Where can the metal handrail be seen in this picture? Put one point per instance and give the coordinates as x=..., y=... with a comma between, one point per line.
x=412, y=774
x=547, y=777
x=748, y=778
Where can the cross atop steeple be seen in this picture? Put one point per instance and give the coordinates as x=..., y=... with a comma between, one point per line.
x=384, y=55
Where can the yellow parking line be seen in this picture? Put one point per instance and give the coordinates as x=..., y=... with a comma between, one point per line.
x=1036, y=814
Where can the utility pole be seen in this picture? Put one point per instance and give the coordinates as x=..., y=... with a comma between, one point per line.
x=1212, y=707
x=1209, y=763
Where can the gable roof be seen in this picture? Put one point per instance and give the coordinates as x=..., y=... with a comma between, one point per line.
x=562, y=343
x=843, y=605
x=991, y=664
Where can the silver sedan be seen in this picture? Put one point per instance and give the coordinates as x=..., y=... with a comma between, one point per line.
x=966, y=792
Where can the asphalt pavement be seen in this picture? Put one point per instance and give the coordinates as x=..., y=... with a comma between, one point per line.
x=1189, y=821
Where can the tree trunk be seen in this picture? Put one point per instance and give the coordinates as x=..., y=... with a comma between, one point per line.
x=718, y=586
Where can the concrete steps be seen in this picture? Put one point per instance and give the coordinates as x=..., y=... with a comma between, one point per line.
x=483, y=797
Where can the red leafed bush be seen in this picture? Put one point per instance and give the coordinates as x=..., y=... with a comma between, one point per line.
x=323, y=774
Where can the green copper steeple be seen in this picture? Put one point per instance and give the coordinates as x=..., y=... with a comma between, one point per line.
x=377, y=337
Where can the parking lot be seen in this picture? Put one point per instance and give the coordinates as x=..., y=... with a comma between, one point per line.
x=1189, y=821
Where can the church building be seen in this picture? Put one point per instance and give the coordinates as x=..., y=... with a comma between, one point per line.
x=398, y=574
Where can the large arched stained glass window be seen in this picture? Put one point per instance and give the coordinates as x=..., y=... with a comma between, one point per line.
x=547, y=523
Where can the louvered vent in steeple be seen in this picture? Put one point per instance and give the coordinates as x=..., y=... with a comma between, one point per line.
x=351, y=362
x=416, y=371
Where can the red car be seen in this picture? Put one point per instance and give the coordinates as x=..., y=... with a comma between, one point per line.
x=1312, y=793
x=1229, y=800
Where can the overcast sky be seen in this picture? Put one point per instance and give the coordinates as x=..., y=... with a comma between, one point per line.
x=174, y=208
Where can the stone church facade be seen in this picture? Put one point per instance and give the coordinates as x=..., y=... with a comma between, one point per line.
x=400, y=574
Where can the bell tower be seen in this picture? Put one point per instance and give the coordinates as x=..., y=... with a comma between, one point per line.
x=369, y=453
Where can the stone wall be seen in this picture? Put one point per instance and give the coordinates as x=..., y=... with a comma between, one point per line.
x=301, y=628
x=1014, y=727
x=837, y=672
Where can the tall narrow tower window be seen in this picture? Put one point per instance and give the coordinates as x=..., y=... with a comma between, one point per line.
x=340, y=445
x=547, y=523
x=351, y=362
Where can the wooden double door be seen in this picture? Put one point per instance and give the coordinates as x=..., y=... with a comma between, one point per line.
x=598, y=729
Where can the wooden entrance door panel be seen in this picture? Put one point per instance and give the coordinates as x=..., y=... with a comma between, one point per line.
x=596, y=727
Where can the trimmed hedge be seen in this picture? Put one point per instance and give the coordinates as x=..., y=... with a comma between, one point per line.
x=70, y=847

◇ ◇ ◇ ◇ ◇ ◇ ◇

■ Your objective: Scale the entries that start at the line containing "Where can the yellow" and end with the line containing "x=398, y=574" by writing every line out again, requests included and unchanged. In the answers, multiply each coordinate by 2.6 and round to a whole number, with halves rounding up.

■ Response:
Where can the yellow parking line be seen in this picture? Put one point per instance and give the coordinates as x=..., y=... with a comma between, one point per line.
x=2694, y=2116
Where can the utility pole be seen in this picture? Put one point per instance and give the coordinates as x=..., y=... with a comma between, one point per line.
x=3151, y=1838
x=3143, y=1984
Where can the gable roof be seen in this picture? Put one point per instance and give the coordinates as x=..., y=... with a comma between, one point per line.
x=1461, y=892
x=2192, y=1573
x=2577, y=1726
Where can the silver sedan be seen in this picture? Put one point per instance and give the coordinates as x=..., y=... with a comma between, one point per line.
x=2512, y=2059
Where can the asphalt pavement be seen in this picture? Put one point per instance and give the coordinates as x=..., y=... with a comma between, one point per line.
x=3091, y=2135
Where can the tree trunk be seen in this picture? Put one point per instance and give the coordinates as x=..., y=... with a comma between, one point per line.
x=1867, y=1524
Where can the concrete steps be seen in this picture? Put one point per instance and give the coordinates as x=..., y=... with a comma between, one point per line.
x=1256, y=2072
Where can the red leafed bush be seen in this picture? Put one point per instance and give the coordinates as x=..., y=... with a comma between, one point per line.
x=840, y=2012
Where can the green copper steeple be seen in this picture? Put one point per instance and give the coordinates as x=..., y=... with a comma between, one point per line.
x=980, y=876
Where can the parking lot be seen in this picture? Put one point per instance and give the coordinates as x=..., y=... with a comma between, one point per line.
x=3091, y=2135
Where can the church building be seen in this picture? Put one point per instance and give the coordinates as x=..., y=... with a comma between, one point per line.
x=1035, y=1492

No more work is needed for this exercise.